EXERCISE DETAILS: Copy out each of the records below word for word, without changing anything.

— START —

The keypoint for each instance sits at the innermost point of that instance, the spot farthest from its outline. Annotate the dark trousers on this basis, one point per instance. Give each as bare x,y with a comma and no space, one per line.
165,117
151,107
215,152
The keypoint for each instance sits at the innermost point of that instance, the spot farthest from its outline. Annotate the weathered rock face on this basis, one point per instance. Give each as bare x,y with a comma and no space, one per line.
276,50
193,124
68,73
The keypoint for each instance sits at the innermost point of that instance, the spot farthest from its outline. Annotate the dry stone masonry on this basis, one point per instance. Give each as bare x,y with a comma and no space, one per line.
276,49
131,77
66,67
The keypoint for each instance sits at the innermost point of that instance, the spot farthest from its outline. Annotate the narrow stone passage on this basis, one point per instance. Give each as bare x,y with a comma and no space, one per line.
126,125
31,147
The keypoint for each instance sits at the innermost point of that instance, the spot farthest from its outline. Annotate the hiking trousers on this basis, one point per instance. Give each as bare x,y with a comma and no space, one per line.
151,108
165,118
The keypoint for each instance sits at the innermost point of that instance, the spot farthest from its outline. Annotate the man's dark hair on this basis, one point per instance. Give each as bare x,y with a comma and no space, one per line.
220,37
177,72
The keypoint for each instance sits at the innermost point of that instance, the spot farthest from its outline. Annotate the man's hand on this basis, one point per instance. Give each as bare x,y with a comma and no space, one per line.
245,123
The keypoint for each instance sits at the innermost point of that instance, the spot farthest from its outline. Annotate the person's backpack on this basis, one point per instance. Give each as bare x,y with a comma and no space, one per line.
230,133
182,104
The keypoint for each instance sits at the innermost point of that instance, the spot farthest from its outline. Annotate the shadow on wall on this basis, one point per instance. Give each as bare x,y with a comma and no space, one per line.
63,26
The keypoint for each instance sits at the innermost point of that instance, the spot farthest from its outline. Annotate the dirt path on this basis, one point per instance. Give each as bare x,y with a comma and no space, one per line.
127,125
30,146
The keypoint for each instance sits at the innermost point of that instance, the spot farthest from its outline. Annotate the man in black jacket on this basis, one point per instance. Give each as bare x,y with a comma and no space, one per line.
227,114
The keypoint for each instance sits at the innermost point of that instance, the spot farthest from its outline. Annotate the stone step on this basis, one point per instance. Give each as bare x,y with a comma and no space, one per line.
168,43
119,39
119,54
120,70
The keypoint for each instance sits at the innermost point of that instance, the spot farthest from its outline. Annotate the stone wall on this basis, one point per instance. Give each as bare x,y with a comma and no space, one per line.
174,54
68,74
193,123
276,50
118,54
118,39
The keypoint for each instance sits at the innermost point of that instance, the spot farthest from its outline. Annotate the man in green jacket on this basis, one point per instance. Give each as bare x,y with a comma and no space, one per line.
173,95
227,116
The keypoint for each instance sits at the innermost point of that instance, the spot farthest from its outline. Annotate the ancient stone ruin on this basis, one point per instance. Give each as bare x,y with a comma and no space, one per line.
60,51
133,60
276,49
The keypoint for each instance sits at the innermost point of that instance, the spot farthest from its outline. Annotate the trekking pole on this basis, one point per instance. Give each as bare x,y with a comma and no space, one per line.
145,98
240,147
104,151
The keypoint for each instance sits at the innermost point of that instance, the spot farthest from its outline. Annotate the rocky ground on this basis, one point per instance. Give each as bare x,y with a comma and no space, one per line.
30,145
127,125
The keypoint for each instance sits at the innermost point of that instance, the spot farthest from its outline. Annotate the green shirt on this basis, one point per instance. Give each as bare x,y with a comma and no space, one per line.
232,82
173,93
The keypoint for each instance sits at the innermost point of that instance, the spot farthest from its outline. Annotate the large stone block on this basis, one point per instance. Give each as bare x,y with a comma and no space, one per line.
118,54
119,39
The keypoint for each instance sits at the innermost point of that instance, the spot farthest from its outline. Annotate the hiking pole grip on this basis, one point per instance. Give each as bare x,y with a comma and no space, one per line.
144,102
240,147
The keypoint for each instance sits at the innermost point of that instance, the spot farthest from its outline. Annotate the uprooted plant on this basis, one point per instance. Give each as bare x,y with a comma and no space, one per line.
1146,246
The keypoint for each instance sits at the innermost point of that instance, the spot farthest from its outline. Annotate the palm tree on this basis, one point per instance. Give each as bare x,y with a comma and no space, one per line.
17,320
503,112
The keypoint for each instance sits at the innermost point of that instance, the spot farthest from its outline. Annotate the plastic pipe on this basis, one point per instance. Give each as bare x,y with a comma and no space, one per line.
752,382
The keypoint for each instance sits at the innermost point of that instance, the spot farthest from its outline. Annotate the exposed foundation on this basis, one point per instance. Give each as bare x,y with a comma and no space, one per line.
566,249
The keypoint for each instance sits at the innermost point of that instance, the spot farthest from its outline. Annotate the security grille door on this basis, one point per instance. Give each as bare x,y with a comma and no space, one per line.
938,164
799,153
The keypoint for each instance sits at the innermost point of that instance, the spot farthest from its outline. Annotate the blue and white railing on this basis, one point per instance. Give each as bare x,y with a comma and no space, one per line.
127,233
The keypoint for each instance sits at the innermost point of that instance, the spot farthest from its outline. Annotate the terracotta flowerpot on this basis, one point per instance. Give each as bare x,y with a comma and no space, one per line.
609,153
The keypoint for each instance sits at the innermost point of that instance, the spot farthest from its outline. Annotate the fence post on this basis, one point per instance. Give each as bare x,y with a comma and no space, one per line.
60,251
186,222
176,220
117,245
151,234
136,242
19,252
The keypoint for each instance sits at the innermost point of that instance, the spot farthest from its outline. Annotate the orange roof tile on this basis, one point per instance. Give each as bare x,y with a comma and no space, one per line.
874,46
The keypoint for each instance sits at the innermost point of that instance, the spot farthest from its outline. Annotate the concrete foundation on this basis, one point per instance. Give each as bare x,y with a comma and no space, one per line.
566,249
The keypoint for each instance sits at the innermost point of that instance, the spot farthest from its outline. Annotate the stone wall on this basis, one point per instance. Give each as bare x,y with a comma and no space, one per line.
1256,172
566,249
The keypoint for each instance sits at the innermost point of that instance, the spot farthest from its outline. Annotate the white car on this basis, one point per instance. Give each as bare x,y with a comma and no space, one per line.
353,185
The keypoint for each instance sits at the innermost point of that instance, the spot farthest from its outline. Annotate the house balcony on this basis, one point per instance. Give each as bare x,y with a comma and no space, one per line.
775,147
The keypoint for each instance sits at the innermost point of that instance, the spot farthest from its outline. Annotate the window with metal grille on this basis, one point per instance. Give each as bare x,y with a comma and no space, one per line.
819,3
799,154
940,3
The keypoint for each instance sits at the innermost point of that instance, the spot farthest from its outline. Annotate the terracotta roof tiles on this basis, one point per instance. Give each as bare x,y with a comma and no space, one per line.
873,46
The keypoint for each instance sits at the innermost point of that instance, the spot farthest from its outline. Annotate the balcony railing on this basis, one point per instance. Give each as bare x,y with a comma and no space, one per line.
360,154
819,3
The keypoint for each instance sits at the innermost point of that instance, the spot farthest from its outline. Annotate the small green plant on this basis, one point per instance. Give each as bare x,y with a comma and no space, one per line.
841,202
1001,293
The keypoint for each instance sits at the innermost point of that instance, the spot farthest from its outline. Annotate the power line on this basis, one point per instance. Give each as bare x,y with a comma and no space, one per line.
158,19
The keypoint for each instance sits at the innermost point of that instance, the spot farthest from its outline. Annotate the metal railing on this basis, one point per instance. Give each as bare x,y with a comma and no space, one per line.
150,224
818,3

— END —

TASK ANSWER:
The keypoint for each instance sits at the innermost point of that instance, the spot farthest from its outline. Annotate the dark trousers on this basis, one point per instance. Give each as bare x,y with a comma and no space, one per line.
165,117
151,107
215,152
The keypoint for each instance sits at the innermost point of that instance, the spot farthest from its outline. Annotate the weathered rock face on this basis, one point per instance. Give each as bare x,y with a comma and no space, one per line.
276,50
193,124
68,73
The keypoint for each instance sits at the innermost point of that instance, the spot farthest from its outline. Annotate the dry stone masonry on this basis, one point per instance. Give each as bare x,y with a comma and no space, one per line.
276,49
131,77
66,67
The keypoint for each instance sits at the innermost point of that instance, the spot farthest from its outline. Annotate the narrow stone passage on this basis, one point per instance. Give each as bare x,y with a comma and no space, one per line.
126,125
31,147
The keypoint for each instance sits at the innermost point of that instance, the spot farthest from its outline. Annotate the hiking trousers on this basis, one point per instance. Give each as bare x,y with a comma and no space, one per line.
151,108
165,118
The keypoint for each instance sits at the innermost point of that instance, the spot farthest from its outline. Annotate the man's dark hair on this basis, one point per instance. Give each as bare x,y with a comma and no space, one per line.
220,37
177,72
The keypoint for each instance sits at the innermost point of that instance, the spot farthest from its outline. Annotate the man's hand on this basis, one point per instance. Give each as bare x,y with a comma and no space, one per line.
245,123
The keypoint for each instance sits at the innermost point of that instance, the spot farthest from its outline. Annotate the person's backpack on this basis, one point per instance. Give each as bare x,y with a comma and no space, one per line.
230,133
182,104
The keypoint for each instance sits at the innermost point of that instance, the spot farthest from its outline. Annotate the shadow on wall on this basis, one point per instance. Give each as bare x,y with a comma and no space, one per line.
63,26
The keypoint for each instance sits at the innermost point of that instance, the spot farthest from its outline. Annotate the dirt path on this basis, one point per instance. Give each as bare x,y with a comma and no space, one per line.
127,125
30,146
The keypoint for each instance sits at the innermost point of that instance, the spot farthest from its outline. Annotate the man in black jacket on this basis, one point per instance. Give each as bare x,y with a comma and no space, one per line.
227,114
The keypoint for each instance sits at the innermost point of that instance, the spot farthest from its outline. Annotate the stone step on this basis, one point per instance. Give each as bare x,y with a comma and no space, one per line.
168,43
119,39
119,54
120,70
The keypoint for each instance sits at the innermost point of that instance, the spot farthest from its outline. Annotate the stone wall on this basis, one point per instance. Give each as bare x,y with a comma and no space, one per line.
174,54
68,74
193,123
276,50
118,54
118,39
The keypoint for each instance sits at the innermost point of that instance, the spot farthest from its outline. Annotate the man in green jacket on this basis, one point per instance. Give each as bare x,y with a comma and no space, one per line.
173,95
227,116
The keypoint for each instance sits at the innermost point of that instance, the spot farthest from its outline. Annotate the ancient stone ruin on this basis, one point per instance. Give each as bare x,y with a comma and no space, one per line.
60,51
133,60
276,49
The keypoint for each instance sits at the innermost point of that instance, the spot farthest from its outline. Annotate the trekking pole on this basis, one point per instance. Give each as bare x,y with a comma and no space, one per line.
145,98
240,147
104,151
The keypoint for each instance sits at the innermost point of that instance, the spot farthest from its outline. Annotate the rocky ground on this basis, one point per instance. Give each as bare x,y with a comma and no space, one per line.
30,145
127,125
The keypoint for each instance sits at the innermost point of that instance, the spot farthest from its outline. Annotate the green shirt on this basis, one point per instance. Give each as bare x,y with a comma and no space, one per line.
232,82
173,93
The keypoint for each instance sits at the innermost point of that instance, the spot farthest from its outline. Annotate the large stone block on this basis, one point per instance. Give each as bare x,y with a comma and no space, one per line.
118,54
119,39
The keypoint for each instance sits at the innermost point of that instance, the spot farthest from its outline. Annotate the hiking pole grip on this basis, one point per instance. Give each as bare x,y with a comma and no space, one per line.
144,102
240,147
The keypoint for each instance sits at the innermost point of that instance, the spot farthest from its outline. Annotate the uprooted plant on this basis, one point per instance. Give each as bare x,y with a comma and no space, one per line.
1146,246
The keypoint for each instance sits at the innermost point of that instance, the spot farthest from its outline. Annotate the palm tree on this basis, one point per instance. Give each as bare x,y with a comma and no space, one per line.
17,320
503,112
The keypoint for each instance sits at the innermost point of that instance, the spot farthest from its outline. Annotate the plastic pipe on this basis, one point per instance. Give each as bare x,y with a comma and no space, one per line.
752,382
The keypoint for each instance sits at the innermost point of that instance, the spot farthest from its outline. Annotate the exposed foundation on this basis, one point per instance. Give each as bare x,y with a comma and no space, one per line.
566,249
The keypoint for each instance sits at the innermost point of that instance, the spot farthest from its outline. Annotate the security grille door on this basis, one point per instance. Give each as bare x,y with a comma and no space, one per line.
938,164
799,153
The keypoint for each instance sits at the innermost point of that instance, the spot farthest from its outline. Annotate the blue and white railing on this basis, one point per instance. Give each as bare x,y with a comma and no space, one per line.
127,233
The keypoint for each instance sits at the innermost point of that instance, the spot farthest from its outline. Annotate the terracotta flowerpot on this basis, one point per instance. Give each as bare x,y with a comma and no space, one per line.
609,153
The keypoint for each instance sits at the innermost point of that instance, the spot farthest from its outline. Annotate the fence post on this basis, one point per instance. Give each as bare x,y with a comma and no space, one per line.
60,251
186,222
176,220
117,245
151,234
136,242
19,252
The keypoint for each instance sits at the innermost point of that instance, the spot farthest from its outline. Annotate the orange roof tile on this basis, one point per instance. Give each as bare x,y with a comma and no space, one per line.
874,46
The keypoint for each instance sits at the innermost point of that instance, the spot farthest from its outline. Annotate the concrete foundation on this basis, one point per instance. Give each as bare x,y with a comma and no space, one per line.
566,249
The keypoint for each instance sits at the innermost point of that instance, the spot farthest from its outline. Annotate the stone wall on this basis, one point per instance. Give each as bare x,y with a comma and no space, one per line.
1256,172
566,249
The keypoint for each instance sits at the innermost point of that instance, the spot farthest from its outline. Annotate the white car on this basis, one point per instance. Give each as bare x,y with a comma and no space, one per line.
353,185
The keypoint for each instance sits at the innermost point of that instance, the spot farthest from its outline. Annotate the house balcony on this basis, one point per instance. Give each as bare x,y with a comma and no space, one per line.
775,147
The keypoint for each instance sits at the innermost point of that instance, the spot farthest from its outline. Annotate the window with metal grille on this basis, one point per instance. Give each as bare x,y with a comma and no space, one per line.
819,3
799,154
940,3
The keypoint for each instance sits at the innermost point of that instance, the spot farthest from its outline. Annotate the terracotta roof tiles on this basis, one point per instance. Give each as bare x,y with a comma and no space, one per line.
873,46
The keypoint for each instance sits at the innermost point of that instance, the spot farthest from its outline. Annotate the balcony railing on this basis, one point per instance. Give each as bare x,y with a comma and no space, one per line.
360,154
819,3
The keypoint for each instance sits at the innermost point of that instance, the spot farthest from its outline. Annotate the small green plant on this basis, one point per instance. Give each as bare x,y with a comma and no space, one per line.
841,202
1001,293
The keypoint for each instance sits at the innermost point of that instance, the spot farthest from its outline. Annotate the power line on this basis, one point per instance. Give each as bare x,y with a comma and no space, one per line.
158,19
The keypoint for each instance sits at the innermost point of that instance, the spot farthest from its outline. Annotate the metal railing on this basis, one point per instance. Give each as bare x,y with a comma and no space, one per line.
150,224
818,3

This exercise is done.